Task prompt: From the tinnitus article, quote everything from "Dr John Charles" down to "proven scientific theory.", word for word.

Page extract:
####

Using science to tackle tinnitus

An ENT specialist doctor in Adelaide has designed treatment for tinnitus sufferers using digital technology.

Tinnitus is a sound you hear in the absence of an external sound source. No-one else can hear the tinnitus. It is not a condition, but rather a symptom (such as a headache) of your auditory system.

FILE PHOTO: A Special Operations Task Group (SOTG) soldier turns on his Peltor hearing protection before boarding a helicopter in Afghanistan. Photo by Corporal Chris Moore.

On average, 20% of the population has tinnitus, and everyone at some stage in their life will experience tinnitus. Some population cohorts have a much higher prevalence of tinnitus. Veterans is one such cohort. In Australia, we don’t have a definitive percentage, but we know the DVA are aware of this issue regarding veterans who suffer from this debilitating condition.

Tinnitus is the number one disability recorded for veterans in the US, according to  A high price to pay for protecting their country.

Tinnitus can also have a significant impact on the social and psychological wellbeing of suffers, their family and loved ones.

Dr John Charles Hodge said that as an ENT specialist working in Adelaide, he has more than 20 years of experience as a doctor but had become increasingly frustrated over the years with the medical profession’s inability to successfully treat tinnitus.

“I have seen many suffer, including veterans over the years and have felt helpless in my ability to treat their tinnitus,” Dr Hodge said.

“I have provided advice and suggestions like meditation but never felt satisfied that I could refer my patients to a treatment that was based on a proven scientific theory.

“Researching the market has also shown that there are many claims for curing tinnitus – often costing thousands of dollars – and providing no relief for the sufferer.”

So, Dr Hodge stopped waiting for the medical profession to come up with a solution.

Following extensive research into tinnitus, he developed a treatment that is based on a scientific concept called neuromodulation.

“When a child falls over and bumps their forehead, they soon work out that rubbing it makes the pain less severe.

“This is counter-intuitive but works well, as the brain reacts by turning down the gain in this anatomical area for all sensory inputs, including pain. Hence this unpleasant pain sensation dulls.

####

Record set:
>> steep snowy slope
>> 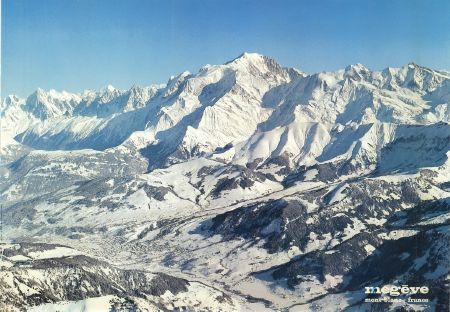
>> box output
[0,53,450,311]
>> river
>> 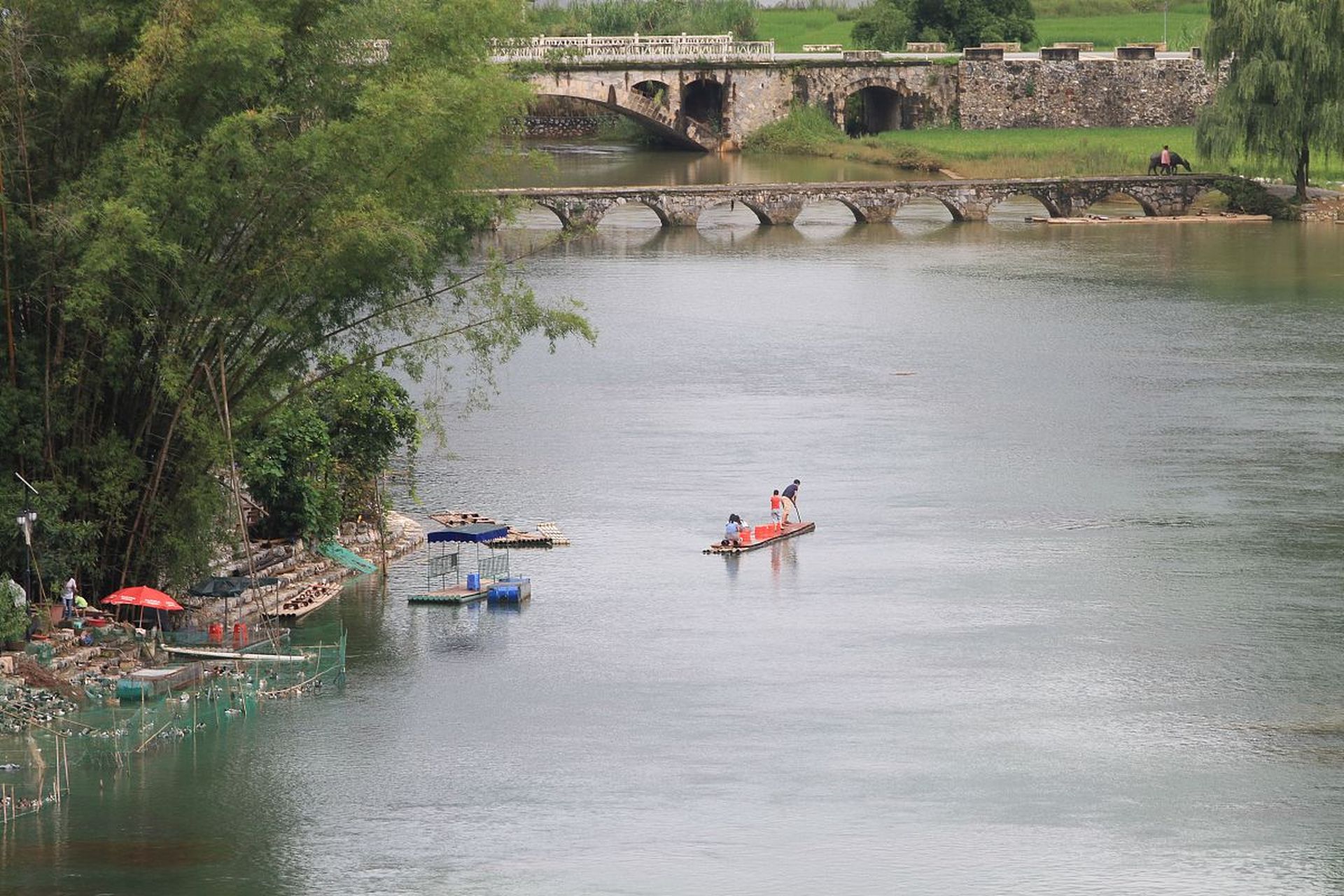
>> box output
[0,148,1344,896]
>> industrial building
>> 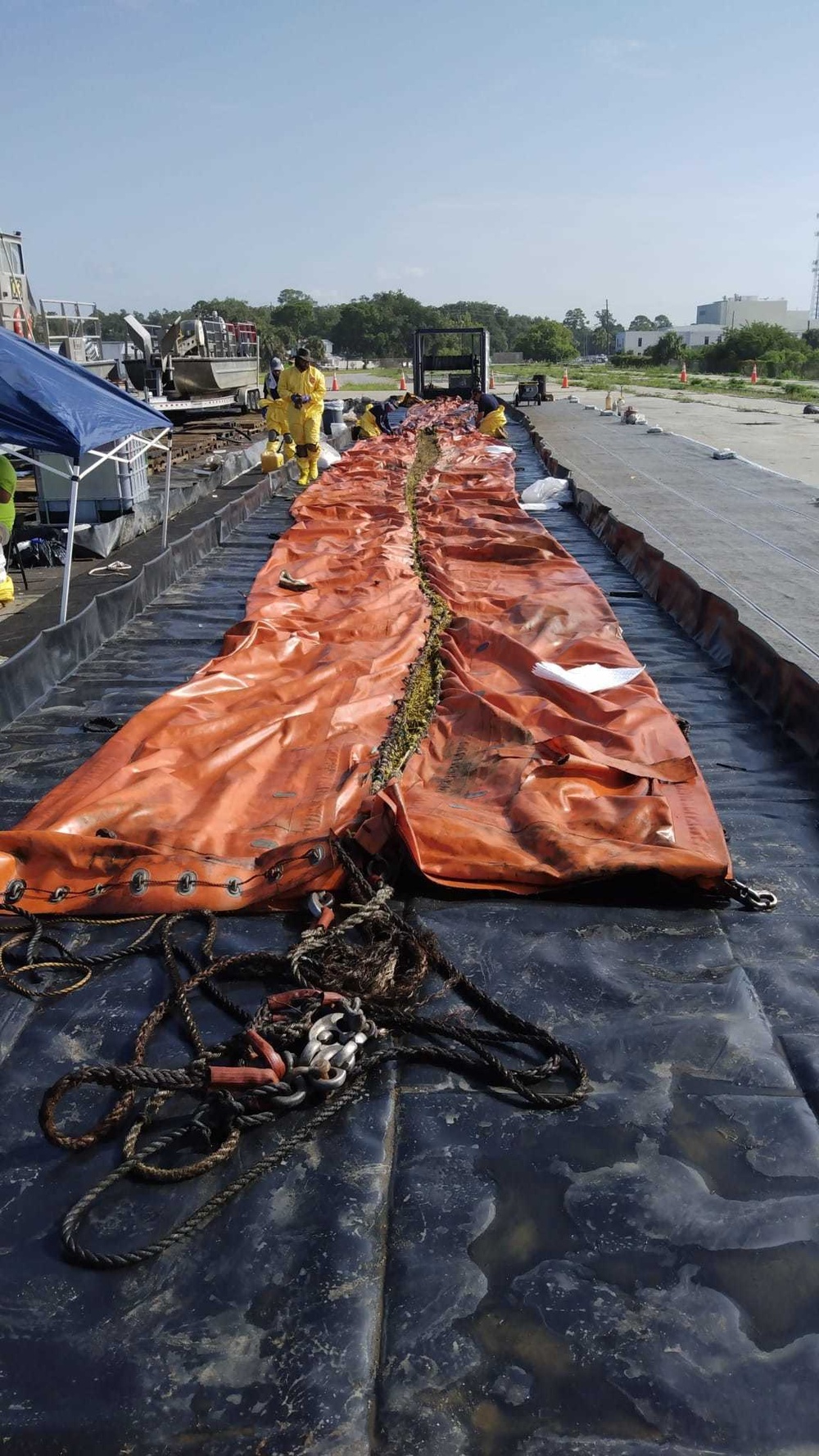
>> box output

####

Result of this task:
Dr John Charles Hodge said that as an ENT specialist working in Adelaide, he has more than 20 years of experience as a doctor but had become increasingly frustrated over the years with the medical profession’s inability to successfully treat tinnitus.

“I have seen many suffer, including veterans over the years and have felt helpless in my ability to treat their tinnitus,” Dr Hodge said.

“I have provided advice and suggestions like meditation but never felt satisfied that I could refer my patients to a treatment that was based on a proven scientific theory.